[Items from a data source]
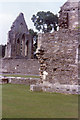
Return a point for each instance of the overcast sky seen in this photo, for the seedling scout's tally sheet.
(10, 9)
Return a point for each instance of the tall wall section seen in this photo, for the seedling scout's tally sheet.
(20, 66)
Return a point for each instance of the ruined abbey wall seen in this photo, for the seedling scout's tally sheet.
(58, 57)
(20, 66)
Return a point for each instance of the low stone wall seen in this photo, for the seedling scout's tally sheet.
(18, 80)
(20, 66)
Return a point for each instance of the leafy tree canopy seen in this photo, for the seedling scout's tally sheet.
(45, 21)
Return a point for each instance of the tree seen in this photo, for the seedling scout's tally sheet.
(45, 21)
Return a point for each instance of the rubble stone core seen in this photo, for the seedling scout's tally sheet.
(59, 54)
(19, 40)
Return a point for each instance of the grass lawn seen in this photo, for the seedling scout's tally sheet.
(19, 102)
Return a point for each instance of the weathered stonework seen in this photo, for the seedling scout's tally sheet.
(19, 66)
(59, 54)
(19, 40)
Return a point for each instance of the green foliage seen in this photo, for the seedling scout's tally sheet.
(19, 102)
(45, 21)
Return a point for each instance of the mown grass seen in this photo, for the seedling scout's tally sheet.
(19, 102)
(24, 76)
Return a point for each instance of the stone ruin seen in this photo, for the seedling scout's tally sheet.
(59, 54)
(19, 44)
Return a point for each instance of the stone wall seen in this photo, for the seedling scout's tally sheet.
(20, 66)
(18, 80)
(58, 57)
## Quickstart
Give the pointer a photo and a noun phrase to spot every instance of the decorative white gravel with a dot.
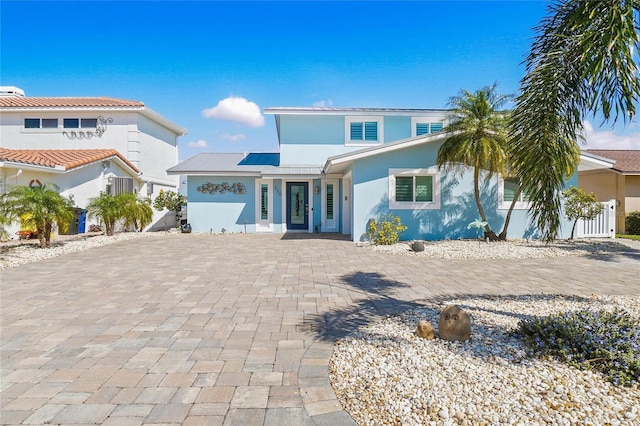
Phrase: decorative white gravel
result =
(510, 249)
(384, 374)
(13, 255)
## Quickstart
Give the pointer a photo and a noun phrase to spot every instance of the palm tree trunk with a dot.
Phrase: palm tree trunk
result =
(43, 242)
(47, 233)
(503, 233)
(488, 233)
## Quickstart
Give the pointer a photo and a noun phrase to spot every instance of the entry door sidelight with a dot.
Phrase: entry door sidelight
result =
(297, 205)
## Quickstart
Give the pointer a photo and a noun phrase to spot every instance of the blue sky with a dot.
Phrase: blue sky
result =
(212, 67)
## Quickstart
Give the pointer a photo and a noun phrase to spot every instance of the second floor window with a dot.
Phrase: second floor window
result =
(40, 123)
(363, 130)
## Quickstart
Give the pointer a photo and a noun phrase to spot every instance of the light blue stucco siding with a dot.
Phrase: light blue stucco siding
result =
(213, 212)
(312, 139)
(396, 128)
(457, 209)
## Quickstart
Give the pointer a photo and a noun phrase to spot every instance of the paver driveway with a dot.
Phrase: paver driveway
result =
(227, 329)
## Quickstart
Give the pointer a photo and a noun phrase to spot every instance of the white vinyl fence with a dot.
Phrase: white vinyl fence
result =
(603, 226)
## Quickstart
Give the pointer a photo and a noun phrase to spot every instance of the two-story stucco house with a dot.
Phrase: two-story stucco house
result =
(337, 168)
(85, 145)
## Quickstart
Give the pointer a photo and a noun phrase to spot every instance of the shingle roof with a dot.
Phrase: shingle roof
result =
(66, 158)
(626, 160)
(66, 102)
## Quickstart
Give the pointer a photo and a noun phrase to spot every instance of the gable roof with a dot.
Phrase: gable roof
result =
(627, 161)
(98, 103)
(60, 159)
(338, 163)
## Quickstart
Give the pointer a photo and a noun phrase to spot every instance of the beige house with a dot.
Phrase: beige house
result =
(86, 145)
(620, 182)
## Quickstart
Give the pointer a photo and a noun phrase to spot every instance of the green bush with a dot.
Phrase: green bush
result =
(386, 231)
(608, 342)
(632, 223)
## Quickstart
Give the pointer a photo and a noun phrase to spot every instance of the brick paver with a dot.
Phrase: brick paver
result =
(228, 329)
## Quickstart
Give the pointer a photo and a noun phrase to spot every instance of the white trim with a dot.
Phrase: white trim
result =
(332, 225)
(353, 111)
(264, 225)
(347, 195)
(361, 118)
(425, 120)
(505, 205)
(403, 205)
(309, 199)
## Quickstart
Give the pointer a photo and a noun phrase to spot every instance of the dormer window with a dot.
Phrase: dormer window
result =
(363, 130)
(421, 126)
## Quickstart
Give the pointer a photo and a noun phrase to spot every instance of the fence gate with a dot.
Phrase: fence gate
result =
(603, 226)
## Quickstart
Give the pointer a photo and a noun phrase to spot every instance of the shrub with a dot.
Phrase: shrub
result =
(608, 342)
(386, 231)
(632, 223)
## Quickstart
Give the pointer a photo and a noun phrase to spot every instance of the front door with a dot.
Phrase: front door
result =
(297, 205)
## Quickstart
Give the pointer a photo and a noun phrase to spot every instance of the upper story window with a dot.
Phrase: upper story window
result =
(421, 126)
(507, 190)
(414, 188)
(363, 130)
(40, 123)
(77, 123)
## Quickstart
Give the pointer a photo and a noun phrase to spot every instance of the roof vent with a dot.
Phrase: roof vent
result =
(11, 92)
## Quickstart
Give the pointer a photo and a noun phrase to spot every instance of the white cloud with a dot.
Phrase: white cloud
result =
(238, 110)
(198, 144)
(232, 138)
(608, 139)
(323, 104)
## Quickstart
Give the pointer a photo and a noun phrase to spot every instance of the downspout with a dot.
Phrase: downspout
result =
(4, 180)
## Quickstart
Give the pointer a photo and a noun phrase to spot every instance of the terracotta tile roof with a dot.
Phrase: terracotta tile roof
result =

» EXERCISE DETAILS
Check each line above for "palm" and please state only how many have it.

» YOUR RESPONSE
2